◆ WHAT NEEDS TO BE DONE ◆
Copy each line below containing "Target".

◆ RECORDS FOR PROCESSING ◆
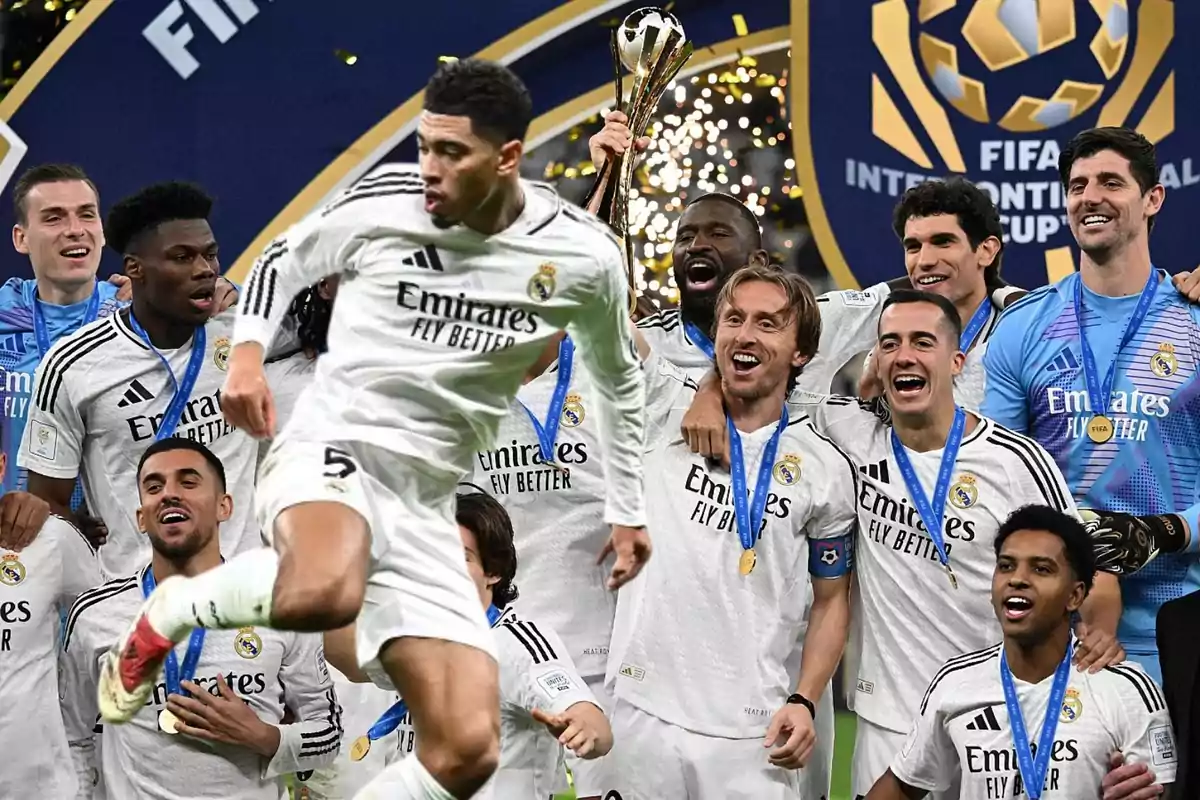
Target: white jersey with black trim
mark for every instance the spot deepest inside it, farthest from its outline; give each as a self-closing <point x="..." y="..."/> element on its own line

---

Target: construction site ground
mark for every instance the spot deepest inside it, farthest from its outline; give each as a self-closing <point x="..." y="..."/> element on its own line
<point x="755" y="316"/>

◆ RESPONSE ◆
Target: white jersey with black trim
Target: construction site ground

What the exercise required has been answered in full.